[TEXT SHOWN]

--

I feel these things would greatly help me when debugging/optimizing my models.
Assuming that other people are sharing my experience, especially newcomers to stan, this could also significantly lower the entry barrier for new stan users.

I think I once saw an example of a HMC-implementation that actually had the feature of showing the sampler path of divergent transitions. Unfortunately I couldn’t find the article about it. I vaguely remember it beeing about pymc3.

1 Like

Yeah, I agree with this. I’ve certainly been disappointed after making plots of divergences. Maybe there is something more to be had.

I liked the plots @martinmodrak made here: Getting the location + gradients of divergences (not of iteration starting points) . I think he was getting at the same idea.

@betanalpha makes the point in that thread that divergence-ness is a property of the whole trajectory, not just a point on that trajectory.

I think there were IO issues with getting stuff out of actual Stan. Martin managed it somehow.

My buddy and I have an R version of the NUTS algorithm Stan uses that might make it easier to test this (the algorithm is in R but uses Stan gradients). I dunno. It’ll be slow, for sure, but maybe it’s useful at all: https://github.com/bbbales2/RNUTS/blob/master/rnuts_example.R . A little more info on using it here: NUTS misses U-turns, runs in circles until max_treedepth. If you’re interested I can tell you more.

3 Likes

That’s a fantastic thread over there! They’ve discussed a lot of aspects there already. I’ll read thought it all and then post my anwswer in that old thread.

That sounds interesting, thanks! I’ll keep it in Mind, but expect that I won’t have the time to do something useful with it.
May I suggest that you post this to the other thread which you linked above, too? Then this thread here can be closed and we have everything in one place.

2 Likes

Eh, keep the new thread. This thread links to it and it’s confusing to go back and try to restart these old monolithic topics. Some of that info on the code might be dated anyway.

Well, if you do feel free to report back how it goes. Plots are good :D. And if the results are confusing and not clear, that’s interesting too.

1 Like

--

[RECORDS TO PROCESS]

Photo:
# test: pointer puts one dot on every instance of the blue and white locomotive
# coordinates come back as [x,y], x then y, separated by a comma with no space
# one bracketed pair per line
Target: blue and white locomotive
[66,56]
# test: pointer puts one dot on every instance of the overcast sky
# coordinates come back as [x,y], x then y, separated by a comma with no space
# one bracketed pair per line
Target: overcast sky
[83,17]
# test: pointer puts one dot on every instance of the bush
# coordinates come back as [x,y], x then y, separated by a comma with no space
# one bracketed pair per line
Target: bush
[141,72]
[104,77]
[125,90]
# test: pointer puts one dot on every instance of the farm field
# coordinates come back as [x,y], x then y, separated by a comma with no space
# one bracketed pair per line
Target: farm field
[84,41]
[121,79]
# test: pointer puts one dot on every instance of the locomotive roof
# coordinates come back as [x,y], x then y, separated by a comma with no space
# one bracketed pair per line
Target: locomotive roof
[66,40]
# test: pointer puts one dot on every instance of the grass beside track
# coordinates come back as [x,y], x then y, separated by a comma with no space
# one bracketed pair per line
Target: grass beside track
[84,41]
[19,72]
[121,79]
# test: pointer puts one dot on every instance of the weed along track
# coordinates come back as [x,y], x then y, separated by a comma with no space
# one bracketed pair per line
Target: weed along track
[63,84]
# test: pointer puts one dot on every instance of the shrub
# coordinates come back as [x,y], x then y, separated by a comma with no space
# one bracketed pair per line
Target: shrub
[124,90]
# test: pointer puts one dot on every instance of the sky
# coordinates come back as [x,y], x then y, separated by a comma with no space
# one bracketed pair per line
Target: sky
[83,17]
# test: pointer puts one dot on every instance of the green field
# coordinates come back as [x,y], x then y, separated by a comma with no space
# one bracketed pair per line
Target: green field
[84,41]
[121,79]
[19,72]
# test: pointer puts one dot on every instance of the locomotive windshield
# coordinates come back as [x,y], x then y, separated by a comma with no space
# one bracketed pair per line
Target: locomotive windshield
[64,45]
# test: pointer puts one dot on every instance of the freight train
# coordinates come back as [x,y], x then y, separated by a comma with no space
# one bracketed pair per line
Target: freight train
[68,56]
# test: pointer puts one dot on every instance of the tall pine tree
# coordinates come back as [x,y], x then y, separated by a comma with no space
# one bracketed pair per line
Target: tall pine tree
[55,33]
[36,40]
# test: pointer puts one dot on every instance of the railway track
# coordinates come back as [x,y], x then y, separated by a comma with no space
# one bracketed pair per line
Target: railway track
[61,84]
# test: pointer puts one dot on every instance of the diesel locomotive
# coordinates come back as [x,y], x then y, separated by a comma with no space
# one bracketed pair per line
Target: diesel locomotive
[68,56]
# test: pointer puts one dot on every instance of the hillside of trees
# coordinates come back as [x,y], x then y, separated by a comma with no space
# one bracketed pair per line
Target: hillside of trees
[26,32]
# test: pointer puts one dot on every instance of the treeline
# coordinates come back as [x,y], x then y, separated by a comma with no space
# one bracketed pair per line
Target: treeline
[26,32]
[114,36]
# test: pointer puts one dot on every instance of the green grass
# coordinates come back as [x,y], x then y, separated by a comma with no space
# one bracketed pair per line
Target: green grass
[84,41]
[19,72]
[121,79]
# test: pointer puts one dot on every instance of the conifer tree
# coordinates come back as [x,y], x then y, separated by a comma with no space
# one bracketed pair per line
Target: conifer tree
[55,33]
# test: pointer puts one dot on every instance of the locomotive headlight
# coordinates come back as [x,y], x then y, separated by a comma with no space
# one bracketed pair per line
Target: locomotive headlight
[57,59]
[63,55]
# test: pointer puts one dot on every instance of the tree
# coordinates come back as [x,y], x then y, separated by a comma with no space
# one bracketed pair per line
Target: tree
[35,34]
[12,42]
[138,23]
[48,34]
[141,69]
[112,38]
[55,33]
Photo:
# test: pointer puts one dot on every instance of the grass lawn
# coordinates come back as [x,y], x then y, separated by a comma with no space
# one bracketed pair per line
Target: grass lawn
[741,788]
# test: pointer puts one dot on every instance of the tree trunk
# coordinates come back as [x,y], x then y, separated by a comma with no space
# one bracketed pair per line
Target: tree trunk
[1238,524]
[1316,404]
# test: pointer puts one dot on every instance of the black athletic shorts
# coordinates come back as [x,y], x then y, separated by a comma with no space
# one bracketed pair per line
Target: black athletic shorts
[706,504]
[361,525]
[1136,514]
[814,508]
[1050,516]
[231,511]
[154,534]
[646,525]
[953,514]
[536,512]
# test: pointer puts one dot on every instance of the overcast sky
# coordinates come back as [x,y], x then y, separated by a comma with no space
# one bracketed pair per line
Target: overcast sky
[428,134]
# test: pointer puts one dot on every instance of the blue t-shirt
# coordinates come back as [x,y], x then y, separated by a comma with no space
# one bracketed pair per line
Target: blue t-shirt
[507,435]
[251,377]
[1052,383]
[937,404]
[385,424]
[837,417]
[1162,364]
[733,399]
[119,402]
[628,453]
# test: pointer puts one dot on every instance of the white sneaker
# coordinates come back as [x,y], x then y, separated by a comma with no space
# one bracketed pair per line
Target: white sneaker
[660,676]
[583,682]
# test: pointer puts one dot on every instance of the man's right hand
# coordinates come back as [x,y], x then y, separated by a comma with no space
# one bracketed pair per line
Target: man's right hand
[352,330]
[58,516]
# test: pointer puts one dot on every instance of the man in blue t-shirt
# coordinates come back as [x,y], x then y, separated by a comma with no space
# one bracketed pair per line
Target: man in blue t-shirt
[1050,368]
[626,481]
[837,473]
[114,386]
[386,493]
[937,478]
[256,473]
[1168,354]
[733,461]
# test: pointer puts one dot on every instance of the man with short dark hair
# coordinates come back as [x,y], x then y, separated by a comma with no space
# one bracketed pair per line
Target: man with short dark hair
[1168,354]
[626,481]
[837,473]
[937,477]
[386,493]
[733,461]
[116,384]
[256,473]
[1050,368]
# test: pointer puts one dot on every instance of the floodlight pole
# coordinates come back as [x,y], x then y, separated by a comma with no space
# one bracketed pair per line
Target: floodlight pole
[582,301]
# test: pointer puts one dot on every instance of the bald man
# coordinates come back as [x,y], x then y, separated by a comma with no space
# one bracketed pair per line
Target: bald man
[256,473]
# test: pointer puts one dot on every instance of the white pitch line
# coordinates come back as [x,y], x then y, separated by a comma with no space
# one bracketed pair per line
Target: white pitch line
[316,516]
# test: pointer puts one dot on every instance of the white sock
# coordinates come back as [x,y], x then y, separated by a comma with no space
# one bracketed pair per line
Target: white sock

--

[SET TASKS]
a: List every like count that appears in the forum thread, in the order they occur.
b: Copy out the records word for word, starting with the line with "the floodlight pole" and going on through the last line of the records.
The forum thread and the records have nothing to do with each other.

[PROBLEM SOLUTIONS]
a:
1 Like
3 Likes
2 Likes
1 Like

b:
# test: pointer puts one dot on every instance of the floodlight pole
# coordinates come back as [x,y], x then y, separated by a comma with no space
# one bracketed pair per line
Target: floodlight pole
[582,301]
# test: pointer puts one dot on every instance of the bald man
# coordinates come back as [x,y], x then y, separated by a comma with no space
# one bracketed pair per line
Target: bald man
[256,473]
# test: pointer puts one dot on every instance of the white pitch line
# coordinates come back as [x,y], x then y, separated by a comma with no space
# one bracketed pair per line
Target: white pitch line
[316,516]
# test: pointer puts one dot on every instance of the white sock
# coordinates come back as [x,y], x then y, separated by a comma with no space
# one bracketed pair per line
Target: white sock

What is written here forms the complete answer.